[start of Stored records]
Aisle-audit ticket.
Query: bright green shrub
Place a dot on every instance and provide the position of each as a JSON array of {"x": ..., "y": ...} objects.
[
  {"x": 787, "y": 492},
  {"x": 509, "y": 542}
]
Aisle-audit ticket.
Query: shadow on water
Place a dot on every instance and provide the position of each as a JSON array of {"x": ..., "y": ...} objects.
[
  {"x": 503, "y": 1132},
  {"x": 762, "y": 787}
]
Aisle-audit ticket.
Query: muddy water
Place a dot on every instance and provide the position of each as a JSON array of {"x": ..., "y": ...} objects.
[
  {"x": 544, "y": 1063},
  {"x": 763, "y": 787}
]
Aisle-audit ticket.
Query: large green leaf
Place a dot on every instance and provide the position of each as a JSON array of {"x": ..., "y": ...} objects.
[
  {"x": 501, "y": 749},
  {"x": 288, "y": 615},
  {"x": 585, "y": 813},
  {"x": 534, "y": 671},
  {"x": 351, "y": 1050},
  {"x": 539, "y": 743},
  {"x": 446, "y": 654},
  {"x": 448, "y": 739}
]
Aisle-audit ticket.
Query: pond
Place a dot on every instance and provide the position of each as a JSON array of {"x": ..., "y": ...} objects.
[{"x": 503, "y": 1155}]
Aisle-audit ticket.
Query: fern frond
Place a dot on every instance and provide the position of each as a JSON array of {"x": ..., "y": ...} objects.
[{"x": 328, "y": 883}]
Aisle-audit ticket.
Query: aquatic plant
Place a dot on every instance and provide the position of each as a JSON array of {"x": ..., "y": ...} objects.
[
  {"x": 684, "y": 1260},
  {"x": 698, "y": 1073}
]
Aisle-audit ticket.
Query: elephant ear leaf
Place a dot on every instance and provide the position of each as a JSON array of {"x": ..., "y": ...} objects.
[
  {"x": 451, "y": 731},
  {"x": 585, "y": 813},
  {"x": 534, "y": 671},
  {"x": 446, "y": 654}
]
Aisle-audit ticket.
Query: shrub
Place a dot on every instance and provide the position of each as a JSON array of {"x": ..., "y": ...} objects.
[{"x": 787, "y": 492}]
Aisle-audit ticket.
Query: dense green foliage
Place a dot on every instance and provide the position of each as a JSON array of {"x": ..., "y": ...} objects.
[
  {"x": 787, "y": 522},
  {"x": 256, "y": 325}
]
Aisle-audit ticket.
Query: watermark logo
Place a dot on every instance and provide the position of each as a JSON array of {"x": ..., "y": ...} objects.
[end of Stored records]
• Job
Find each line in the items above that contains the word "shrub", and copy those lines.

• Response to this task
Query: bright green shrub
Query: shrub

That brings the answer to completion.